Point localization data:
-- Opening Marker --

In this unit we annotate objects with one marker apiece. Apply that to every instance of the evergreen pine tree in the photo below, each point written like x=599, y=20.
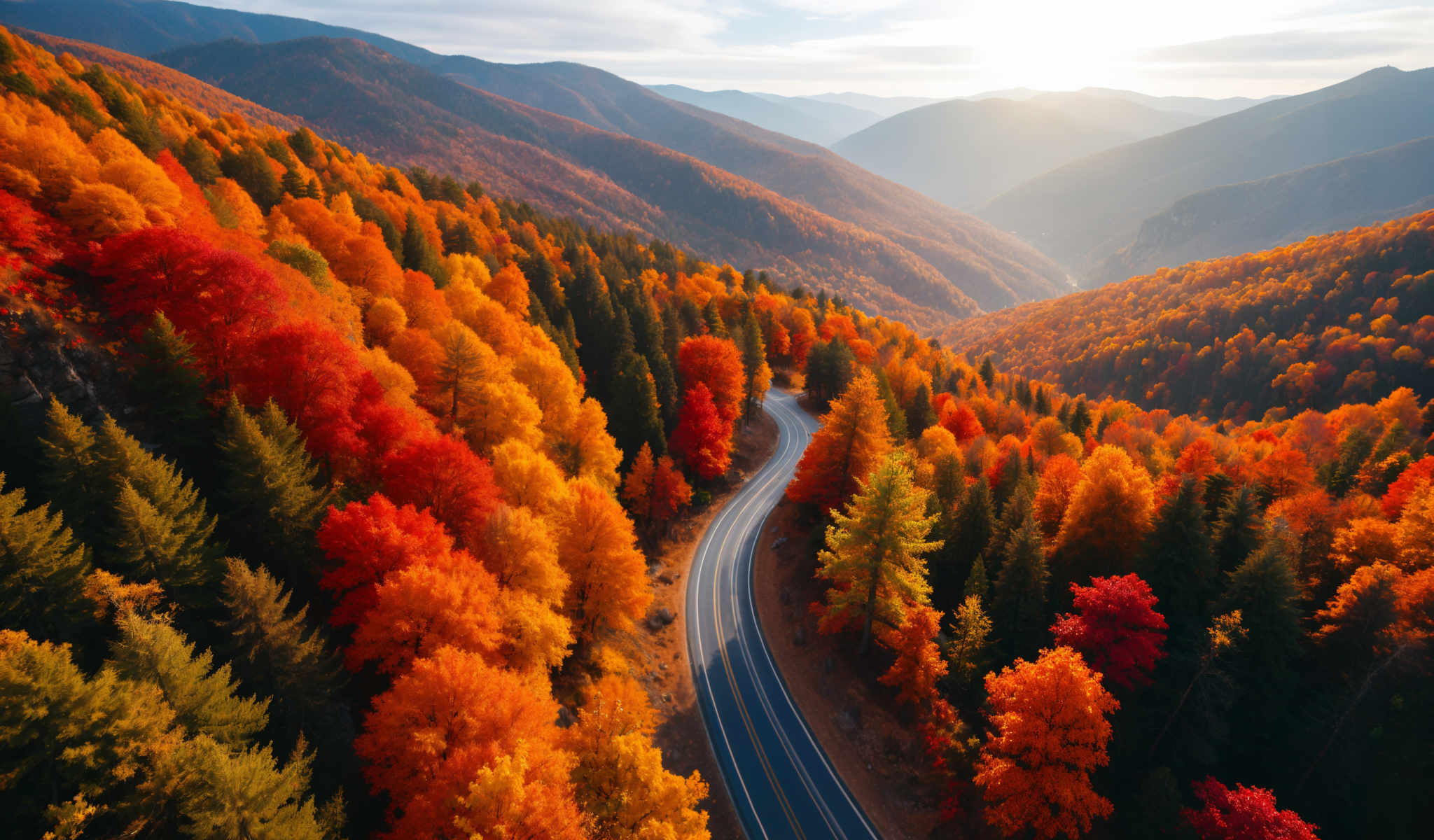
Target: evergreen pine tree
x=42, y=569
x=977, y=582
x=270, y=486
x=419, y=254
x=987, y=370
x=293, y=184
x=1237, y=531
x=169, y=387
x=64, y=733
x=753, y=358
x=919, y=413
x=895, y=417
x=874, y=552
x=150, y=547
x=204, y=699
x=713, y=318
x=634, y=410
x=218, y=792
x=1019, y=601
x=71, y=476
x=1179, y=565
x=276, y=652
x=968, y=647
x=171, y=498
x=1265, y=591
x=970, y=535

-- Closing Marker --

## Your task:
Images are to be left out when the records above are written out again exactly.

## Exercise result:
In this unit we annotate objects with one marker apiece. Apply that to every instance of the evergreen pine tree in the photo below, each point written like x=599, y=20.
Target: evergreen pine tree
x=42, y=569
x=977, y=582
x=270, y=486
x=419, y=254
x=987, y=370
x=293, y=184
x=1237, y=531
x=169, y=387
x=64, y=733
x=753, y=358
x=919, y=413
x=895, y=417
x=874, y=552
x=150, y=547
x=204, y=699
x=713, y=318
x=634, y=410
x=218, y=792
x=1019, y=601
x=71, y=476
x=1179, y=565
x=276, y=652
x=968, y=647
x=171, y=498
x=1265, y=591
x=970, y=535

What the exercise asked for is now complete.